[Start of Attachment]

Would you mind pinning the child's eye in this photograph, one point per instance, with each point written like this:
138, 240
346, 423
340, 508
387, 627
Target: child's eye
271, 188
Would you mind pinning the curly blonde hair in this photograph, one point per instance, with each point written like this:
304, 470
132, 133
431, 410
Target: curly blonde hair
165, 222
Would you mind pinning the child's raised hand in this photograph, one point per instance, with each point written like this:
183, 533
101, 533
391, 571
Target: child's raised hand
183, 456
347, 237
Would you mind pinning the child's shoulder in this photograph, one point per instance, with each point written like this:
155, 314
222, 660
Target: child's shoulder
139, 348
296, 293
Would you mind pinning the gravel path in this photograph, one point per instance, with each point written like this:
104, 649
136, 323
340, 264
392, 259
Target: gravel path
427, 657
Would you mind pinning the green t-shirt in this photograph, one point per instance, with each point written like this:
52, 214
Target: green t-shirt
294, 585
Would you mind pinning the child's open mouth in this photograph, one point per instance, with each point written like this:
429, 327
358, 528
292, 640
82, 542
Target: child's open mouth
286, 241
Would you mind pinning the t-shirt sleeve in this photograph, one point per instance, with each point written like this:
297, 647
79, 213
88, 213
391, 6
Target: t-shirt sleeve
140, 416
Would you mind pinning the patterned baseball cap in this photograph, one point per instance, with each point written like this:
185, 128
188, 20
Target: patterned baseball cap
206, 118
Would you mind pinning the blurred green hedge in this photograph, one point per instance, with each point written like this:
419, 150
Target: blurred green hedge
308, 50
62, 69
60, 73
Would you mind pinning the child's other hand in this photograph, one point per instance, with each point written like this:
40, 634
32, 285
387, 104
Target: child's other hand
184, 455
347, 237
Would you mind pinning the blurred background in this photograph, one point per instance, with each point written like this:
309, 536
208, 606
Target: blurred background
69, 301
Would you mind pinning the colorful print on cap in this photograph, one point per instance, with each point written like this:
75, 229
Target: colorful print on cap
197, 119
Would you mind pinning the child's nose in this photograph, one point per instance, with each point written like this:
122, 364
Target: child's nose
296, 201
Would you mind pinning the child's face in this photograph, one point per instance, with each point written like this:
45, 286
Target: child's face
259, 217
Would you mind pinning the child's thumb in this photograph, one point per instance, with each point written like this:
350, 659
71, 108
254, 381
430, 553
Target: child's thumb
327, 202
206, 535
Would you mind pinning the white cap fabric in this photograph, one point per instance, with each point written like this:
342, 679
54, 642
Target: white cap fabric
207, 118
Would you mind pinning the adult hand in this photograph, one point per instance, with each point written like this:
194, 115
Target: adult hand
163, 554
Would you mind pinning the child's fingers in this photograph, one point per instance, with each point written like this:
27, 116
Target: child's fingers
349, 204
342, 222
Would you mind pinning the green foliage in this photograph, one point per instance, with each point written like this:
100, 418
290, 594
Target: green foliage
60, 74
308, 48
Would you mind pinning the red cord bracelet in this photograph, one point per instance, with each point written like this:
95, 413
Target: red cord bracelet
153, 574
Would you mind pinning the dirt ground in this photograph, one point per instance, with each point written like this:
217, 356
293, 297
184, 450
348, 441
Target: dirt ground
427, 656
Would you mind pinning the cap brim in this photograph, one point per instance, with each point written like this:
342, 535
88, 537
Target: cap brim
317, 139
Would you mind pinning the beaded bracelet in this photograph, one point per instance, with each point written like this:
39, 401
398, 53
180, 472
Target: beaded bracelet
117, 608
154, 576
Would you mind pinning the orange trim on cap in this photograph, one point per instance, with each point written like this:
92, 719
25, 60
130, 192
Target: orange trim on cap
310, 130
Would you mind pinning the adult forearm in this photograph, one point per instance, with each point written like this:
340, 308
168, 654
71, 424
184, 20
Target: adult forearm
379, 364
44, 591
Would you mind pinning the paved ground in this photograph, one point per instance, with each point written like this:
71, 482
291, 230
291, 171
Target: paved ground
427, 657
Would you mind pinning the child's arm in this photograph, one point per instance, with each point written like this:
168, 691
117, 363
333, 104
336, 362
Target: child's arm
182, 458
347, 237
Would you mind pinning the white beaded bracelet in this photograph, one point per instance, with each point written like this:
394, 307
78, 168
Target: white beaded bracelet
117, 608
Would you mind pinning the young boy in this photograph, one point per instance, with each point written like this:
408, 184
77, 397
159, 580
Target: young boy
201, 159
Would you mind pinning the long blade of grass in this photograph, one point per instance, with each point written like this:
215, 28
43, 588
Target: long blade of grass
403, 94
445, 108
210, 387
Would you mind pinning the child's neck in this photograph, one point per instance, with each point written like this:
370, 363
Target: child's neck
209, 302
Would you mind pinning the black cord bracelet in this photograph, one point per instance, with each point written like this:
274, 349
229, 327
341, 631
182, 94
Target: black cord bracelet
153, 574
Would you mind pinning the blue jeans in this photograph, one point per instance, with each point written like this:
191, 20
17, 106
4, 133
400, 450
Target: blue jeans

[End of Attachment]

▶ **Work order**
Nothing but a number is asked for: how many lines of the records contain the word "blue"?

▶ **Your solution**
2